▶ _Work task_: Say how many lines in the entries below mention "crack", with no other words.

▶ _Records for the task_:

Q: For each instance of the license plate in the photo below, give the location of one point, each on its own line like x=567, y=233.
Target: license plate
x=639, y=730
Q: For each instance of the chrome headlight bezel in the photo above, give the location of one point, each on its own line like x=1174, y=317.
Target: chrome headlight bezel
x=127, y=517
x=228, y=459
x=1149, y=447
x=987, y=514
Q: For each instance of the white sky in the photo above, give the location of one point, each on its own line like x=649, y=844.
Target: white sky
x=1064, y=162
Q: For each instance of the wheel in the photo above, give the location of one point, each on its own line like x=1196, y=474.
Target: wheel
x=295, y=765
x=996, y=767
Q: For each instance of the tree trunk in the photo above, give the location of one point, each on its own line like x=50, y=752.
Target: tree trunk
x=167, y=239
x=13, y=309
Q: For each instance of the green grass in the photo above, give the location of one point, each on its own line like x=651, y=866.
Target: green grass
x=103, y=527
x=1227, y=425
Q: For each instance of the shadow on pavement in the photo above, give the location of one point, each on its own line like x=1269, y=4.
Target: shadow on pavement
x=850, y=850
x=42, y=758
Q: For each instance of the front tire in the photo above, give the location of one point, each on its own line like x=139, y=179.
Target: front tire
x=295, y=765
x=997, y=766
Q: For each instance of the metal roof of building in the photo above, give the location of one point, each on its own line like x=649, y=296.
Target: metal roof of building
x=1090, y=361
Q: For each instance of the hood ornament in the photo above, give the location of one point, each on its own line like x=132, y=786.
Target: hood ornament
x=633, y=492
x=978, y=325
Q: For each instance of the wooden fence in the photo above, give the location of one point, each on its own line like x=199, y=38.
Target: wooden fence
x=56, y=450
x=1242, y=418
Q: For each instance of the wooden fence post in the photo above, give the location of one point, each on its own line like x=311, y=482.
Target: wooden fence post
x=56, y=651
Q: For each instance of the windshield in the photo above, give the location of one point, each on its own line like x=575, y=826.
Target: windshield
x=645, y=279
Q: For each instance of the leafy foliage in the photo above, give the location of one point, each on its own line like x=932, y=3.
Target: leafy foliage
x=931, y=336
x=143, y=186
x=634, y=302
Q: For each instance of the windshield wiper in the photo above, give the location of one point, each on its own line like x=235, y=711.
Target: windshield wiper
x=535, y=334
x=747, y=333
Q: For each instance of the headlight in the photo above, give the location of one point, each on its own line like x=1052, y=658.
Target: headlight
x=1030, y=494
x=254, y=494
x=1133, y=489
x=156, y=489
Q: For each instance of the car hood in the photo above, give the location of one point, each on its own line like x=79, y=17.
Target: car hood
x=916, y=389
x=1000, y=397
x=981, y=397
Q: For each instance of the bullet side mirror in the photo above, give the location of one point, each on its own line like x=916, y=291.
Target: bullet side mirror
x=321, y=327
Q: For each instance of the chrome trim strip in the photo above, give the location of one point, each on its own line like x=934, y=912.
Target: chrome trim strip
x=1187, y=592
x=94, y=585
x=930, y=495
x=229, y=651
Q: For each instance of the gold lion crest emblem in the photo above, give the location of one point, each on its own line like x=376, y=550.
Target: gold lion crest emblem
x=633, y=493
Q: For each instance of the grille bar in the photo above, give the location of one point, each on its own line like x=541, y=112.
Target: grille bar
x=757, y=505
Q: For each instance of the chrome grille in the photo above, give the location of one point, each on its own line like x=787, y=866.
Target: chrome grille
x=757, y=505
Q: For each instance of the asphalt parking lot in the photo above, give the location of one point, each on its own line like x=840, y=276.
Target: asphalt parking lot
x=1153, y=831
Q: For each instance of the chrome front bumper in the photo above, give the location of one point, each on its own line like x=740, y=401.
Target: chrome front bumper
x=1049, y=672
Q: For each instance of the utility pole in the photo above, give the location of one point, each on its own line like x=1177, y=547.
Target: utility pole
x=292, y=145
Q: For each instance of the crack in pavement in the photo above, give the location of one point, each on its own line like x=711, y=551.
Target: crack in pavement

▶ _Answer space_: 2